■ What to do
1. Update the stretch of the passage on Haiti from "In Haiti, gender" through "of bad people.", putting "quake" in place of "earthquake".
2. In the passage on Haiti, what year did the devastating earthquake hit?
3. Pick up the passage on Haiti after its last sentence and carry it forward.

— START OF Excerpted text —

Capitalism in Haiti is hectic, they have too much central planning and not enough capitalism (Kastner 1). Capitalism in Haiti would be very significant and helpful because the production and distribution of goods in this small island country has weak power, and it is not enough to lift them out of poverty. Capitalism would be the answer because the wealthier would make all the calls and be able to financially support the production and distribution industries.

In Haiti, gender inequality became really bad after the devastating earthquake hit in 2010. This earthquake was the primary reason for most of Haiti’s issues today. Now, there is no hope for this country to lift out of poverty and get back on their feet. Their free market economy is a mess and gender inequality is very prevalent throughout the country. Lynn states that “Disasters offer opportunities to expand our understanding of how women’s roles and identities are transformed in periods of physical and social disruption” (Horton 296). I agree with Horton on this statement because I do personally believe that when traumatic things happen, it brings out the true colors of bad people.

Before the earthquake, conditions for women were not much better. Women still faced sexual double standards, social inferiority, and a lower quality of life. Gender inequality in Haiti has existed for decades and decades, getting worse and worse as disasters continue to hit and time goes on. Horton writes about interviews with Haitian women where she reports that “Haitian women have long faced systematic gender-based exclusion, cultural and legal discrimination, and sexual and gender-based violence” (Horton 298).

— END OF Excerpted text —
— START OF Record excerpts —

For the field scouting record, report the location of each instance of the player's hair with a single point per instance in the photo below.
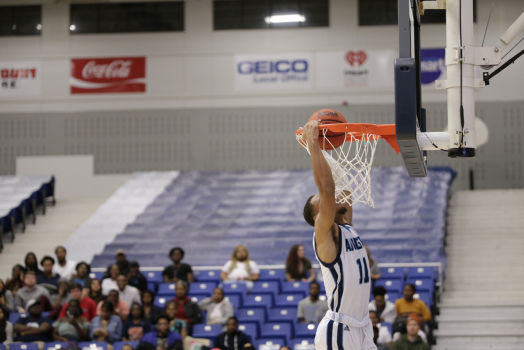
(309, 212)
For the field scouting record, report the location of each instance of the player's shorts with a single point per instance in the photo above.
(341, 332)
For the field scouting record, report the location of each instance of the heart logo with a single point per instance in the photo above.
(353, 57)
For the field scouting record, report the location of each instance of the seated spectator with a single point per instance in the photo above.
(136, 324)
(177, 271)
(120, 309)
(297, 266)
(64, 268)
(87, 305)
(121, 263)
(219, 310)
(385, 309)
(82, 275)
(107, 327)
(31, 291)
(33, 328)
(232, 338)
(127, 293)
(408, 305)
(17, 279)
(384, 336)
(95, 291)
(411, 340)
(6, 298)
(240, 268)
(312, 309)
(175, 324)
(151, 311)
(48, 279)
(6, 329)
(73, 327)
(136, 278)
(163, 338)
(109, 283)
(187, 310)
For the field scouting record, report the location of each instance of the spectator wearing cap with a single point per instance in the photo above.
(121, 262)
(34, 327)
(408, 304)
(30, 291)
(411, 340)
(87, 305)
(177, 271)
(65, 268)
(136, 278)
(385, 309)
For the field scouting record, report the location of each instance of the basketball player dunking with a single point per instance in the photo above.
(343, 260)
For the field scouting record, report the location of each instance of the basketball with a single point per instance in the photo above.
(331, 140)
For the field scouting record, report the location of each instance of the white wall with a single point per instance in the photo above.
(193, 69)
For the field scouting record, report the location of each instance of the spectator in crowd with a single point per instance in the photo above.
(385, 309)
(127, 293)
(240, 268)
(64, 268)
(187, 310)
(384, 336)
(106, 327)
(163, 338)
(109, 283)
(175, 324)
(297, 266)
(121, 263)
(87, 305)
(373, 266)
(151, 311)
(31, 291)
(136, 324)
(411, 340)
(31, 263)
(17, 279)
(6, 328)
(95, 291)
(82, 275)
(74, 327)
(312, 309)
(218, 309)
(177, 271)
(48, 279)
(120, 309)
(136, 278)
(232, 338)
(408, 304)
(6, 298)
(35, 327)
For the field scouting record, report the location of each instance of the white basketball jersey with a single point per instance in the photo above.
(347, 279)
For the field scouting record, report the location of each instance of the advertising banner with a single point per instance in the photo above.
(19, 78)
(108, 75)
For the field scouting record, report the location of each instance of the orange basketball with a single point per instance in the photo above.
(329, 116)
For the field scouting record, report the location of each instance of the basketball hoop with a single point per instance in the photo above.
(351, 162)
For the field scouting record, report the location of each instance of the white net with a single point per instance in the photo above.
(351, 167)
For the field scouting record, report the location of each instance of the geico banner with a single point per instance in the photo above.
(273, 71)
(108, 75)
(19, 78)
(355, 69)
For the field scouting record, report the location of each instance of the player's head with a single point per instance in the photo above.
(312, 207)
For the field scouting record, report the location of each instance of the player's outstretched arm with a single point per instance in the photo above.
(324, 221)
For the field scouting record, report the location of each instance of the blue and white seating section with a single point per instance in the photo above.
(19, 197)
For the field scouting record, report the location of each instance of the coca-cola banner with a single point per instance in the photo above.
(108, 75)
(20, 78)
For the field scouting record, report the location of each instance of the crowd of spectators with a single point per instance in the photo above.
(62, 302)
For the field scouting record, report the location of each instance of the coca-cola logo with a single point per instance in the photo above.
(116, 69)
(353, 57)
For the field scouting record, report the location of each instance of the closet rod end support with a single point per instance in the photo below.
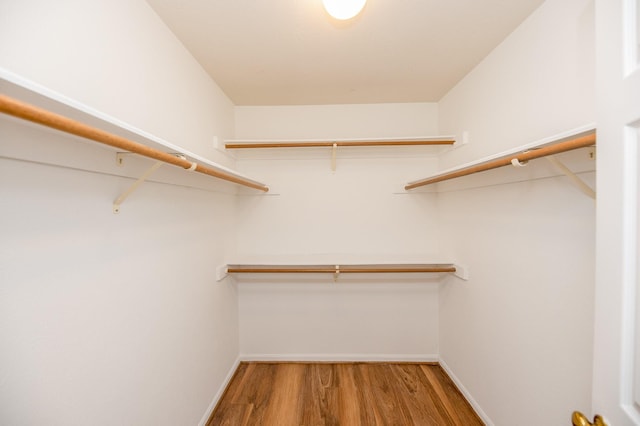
(222, 272)
(462, 272)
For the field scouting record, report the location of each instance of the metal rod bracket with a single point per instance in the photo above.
(575, 179)
(135, 185)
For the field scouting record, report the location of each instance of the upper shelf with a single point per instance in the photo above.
(29, 101)
(579, 138)
(316, 143)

— END OF Record excerpts —

■ Per-task answers
1.
In Haiti, gender inequality became really bad after the devastating quake hit in 2010. This quake was the primary reason for most of Haiti’s issues today. Now, there is no hope for this country to lift out of poverty and get back on their feet. Their free market economy is a mess and gender inequality is very prevalent throughout the country. Lynn states that “Disasters offer opportunities to expand our understanding of how women’s roles and identities are transformed in periods of physical and social disruption” (Horton 296). I agree with Horton on this statement because I do personally believe that when traumatic things happen, it brings out the true colors of bad people.

2. 2010

3.
After the 2010 earthquake, although gender frameworks have been mainstreamed into non-governmental organization disaster relief policies, women continue to be treated with violence and inequality and have had a loss of rights and services. The two process that have contributed to gender inequality atr gender exclusion and ineffective responses to women’s post-disaster needs. The first issue is blamed on the foreign donor funding policies. These donors have bypassed the government in their funding and have created the promotion of private agencies that copy government functions. Secondly, women’s lives are less valued so post-disaster relief teams place their primary focus on men’s needs instead (Horton, 299).

According to my research the perspective that describes gender inequality in post-disaster Haiti is hyperglobalizers. They believe that globalization is inevitable which in Haiti’s case is true. They couldn’t control the awful earthquake that hit in 2010 and they are unfortunately forced to face the consequences. According to hyperglobalizers, the economy has been transformed to a weak, poor, and uncontrollable system that benefits Haiti in no way, shape, or form.

In conclusion, Haiti has dealt with gender inequality for as long as the country has existed, and the earthquake of 2010 magnified this problem and it is worse now than ever. The nature of capitalism in Haiti is obvious when they have a crumbling government and the wealthy rule over the poor. Gender Inequality is a major problem and the end of it is not promised.